▸ **PROBLEM DETAILS**
Copy out every line from the one containing "Reviewer note: confirm that every instance of the wooden" through the last line below, leaving all other text unchanged and shifting each x and y pixel coordinate by adding 31 to it.

Recorded data:
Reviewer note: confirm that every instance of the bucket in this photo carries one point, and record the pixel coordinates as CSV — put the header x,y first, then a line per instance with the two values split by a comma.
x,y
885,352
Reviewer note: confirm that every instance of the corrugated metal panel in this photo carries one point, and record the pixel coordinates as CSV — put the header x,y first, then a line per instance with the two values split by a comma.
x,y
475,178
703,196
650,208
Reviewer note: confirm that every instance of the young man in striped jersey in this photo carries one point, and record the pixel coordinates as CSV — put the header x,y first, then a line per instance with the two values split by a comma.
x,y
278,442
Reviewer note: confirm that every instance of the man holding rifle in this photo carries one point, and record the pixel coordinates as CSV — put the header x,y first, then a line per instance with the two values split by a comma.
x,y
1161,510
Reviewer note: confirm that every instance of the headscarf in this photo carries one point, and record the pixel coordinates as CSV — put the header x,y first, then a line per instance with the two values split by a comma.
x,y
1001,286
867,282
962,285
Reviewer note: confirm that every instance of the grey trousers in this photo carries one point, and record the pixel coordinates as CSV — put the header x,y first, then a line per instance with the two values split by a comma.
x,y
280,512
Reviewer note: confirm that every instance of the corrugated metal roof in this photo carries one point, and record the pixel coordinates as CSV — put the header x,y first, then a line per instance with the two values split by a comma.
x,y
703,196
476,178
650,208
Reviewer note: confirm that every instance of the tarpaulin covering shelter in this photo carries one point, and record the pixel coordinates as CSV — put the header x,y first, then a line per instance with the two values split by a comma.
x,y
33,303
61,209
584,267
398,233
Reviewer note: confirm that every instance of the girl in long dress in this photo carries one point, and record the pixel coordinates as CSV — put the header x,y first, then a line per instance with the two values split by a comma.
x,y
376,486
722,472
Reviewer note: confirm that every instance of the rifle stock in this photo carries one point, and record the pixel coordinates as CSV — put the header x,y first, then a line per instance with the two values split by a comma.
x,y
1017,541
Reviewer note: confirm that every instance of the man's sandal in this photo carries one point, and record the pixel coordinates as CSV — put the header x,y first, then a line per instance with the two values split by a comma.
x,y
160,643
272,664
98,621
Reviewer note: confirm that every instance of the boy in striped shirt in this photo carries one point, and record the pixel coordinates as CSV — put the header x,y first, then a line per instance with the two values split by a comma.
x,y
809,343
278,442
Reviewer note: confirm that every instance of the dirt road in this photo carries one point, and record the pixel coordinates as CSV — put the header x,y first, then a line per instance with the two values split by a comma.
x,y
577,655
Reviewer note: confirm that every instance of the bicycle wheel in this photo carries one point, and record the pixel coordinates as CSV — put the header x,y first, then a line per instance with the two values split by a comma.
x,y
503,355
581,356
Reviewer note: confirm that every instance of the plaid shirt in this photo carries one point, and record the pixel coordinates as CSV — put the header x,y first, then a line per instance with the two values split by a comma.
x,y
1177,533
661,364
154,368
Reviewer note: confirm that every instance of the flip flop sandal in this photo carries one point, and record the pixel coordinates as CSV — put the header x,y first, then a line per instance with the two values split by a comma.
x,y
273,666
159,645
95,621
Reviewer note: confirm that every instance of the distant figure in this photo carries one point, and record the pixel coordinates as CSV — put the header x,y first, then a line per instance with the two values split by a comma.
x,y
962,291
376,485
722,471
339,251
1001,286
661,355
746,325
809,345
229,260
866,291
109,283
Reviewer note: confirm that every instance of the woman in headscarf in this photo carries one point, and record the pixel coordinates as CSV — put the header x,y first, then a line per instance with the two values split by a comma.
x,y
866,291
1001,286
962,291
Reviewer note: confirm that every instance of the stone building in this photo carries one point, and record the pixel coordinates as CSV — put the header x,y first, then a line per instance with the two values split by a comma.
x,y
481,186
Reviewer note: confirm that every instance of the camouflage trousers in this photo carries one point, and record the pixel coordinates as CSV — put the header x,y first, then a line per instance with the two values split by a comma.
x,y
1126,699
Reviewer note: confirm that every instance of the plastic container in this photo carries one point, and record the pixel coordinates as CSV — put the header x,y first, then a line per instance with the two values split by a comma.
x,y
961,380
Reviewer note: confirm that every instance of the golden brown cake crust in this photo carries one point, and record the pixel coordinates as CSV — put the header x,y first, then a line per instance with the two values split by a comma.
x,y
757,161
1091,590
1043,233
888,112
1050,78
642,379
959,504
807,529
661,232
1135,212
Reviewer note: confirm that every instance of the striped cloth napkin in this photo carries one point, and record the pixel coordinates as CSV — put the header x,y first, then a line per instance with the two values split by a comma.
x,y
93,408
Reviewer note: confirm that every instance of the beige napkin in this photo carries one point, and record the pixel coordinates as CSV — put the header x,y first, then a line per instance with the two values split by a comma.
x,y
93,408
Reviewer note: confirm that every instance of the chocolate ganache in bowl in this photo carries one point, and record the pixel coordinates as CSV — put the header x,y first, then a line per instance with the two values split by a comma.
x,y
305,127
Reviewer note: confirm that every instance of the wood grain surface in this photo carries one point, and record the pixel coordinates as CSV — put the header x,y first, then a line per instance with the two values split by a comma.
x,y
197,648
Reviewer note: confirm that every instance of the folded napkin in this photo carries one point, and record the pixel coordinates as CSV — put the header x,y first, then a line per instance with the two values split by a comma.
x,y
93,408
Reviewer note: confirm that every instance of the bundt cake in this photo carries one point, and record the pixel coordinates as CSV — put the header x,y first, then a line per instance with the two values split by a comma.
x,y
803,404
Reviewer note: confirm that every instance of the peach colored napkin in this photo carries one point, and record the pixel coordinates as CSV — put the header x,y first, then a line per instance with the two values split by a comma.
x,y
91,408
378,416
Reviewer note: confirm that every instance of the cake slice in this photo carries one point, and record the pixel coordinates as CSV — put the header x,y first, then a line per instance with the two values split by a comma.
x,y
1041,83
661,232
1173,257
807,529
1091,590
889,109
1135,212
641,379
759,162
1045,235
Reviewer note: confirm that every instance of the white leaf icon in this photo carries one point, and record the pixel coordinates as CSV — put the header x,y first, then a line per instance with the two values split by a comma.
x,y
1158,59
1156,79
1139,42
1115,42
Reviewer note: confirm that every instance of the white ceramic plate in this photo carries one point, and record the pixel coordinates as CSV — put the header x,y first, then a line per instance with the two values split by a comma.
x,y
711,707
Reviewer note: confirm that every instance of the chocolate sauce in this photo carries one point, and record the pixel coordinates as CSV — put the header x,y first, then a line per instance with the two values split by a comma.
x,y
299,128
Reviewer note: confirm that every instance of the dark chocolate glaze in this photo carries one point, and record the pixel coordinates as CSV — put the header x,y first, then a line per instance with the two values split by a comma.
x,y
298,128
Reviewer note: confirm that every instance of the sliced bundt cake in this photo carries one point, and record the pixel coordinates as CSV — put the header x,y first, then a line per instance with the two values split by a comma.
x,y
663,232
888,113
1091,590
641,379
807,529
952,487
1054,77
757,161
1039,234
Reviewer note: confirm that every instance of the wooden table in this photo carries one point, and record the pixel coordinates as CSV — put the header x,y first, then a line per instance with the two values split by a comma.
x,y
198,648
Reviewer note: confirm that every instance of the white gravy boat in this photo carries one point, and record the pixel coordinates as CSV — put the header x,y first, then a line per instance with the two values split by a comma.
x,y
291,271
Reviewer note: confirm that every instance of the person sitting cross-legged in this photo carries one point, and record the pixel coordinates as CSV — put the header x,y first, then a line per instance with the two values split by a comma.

▸ **CORRECT RESPONSE**
Reviewer note: confirm that every instance of the wooden table in this photo carries one point, and record the pixel coordinates as CSV — put the header x,y first, then a line per instance with the two values split by a comma.
x,y
229,679
Reviewer note: confirm that every instance of the white gravy boat in this photo carries one point, and record the pixel coordinates as CSV — put the header x,y first, then a line per instance with the two values split by a comma.
x,y
322,302
Reviewer note: confirm that every instance of the person sitting cross-legged in this photo carries one point, and record the pixel coordinates as CSV — put the header x,y first, then a line per instance with the two values split by a comma.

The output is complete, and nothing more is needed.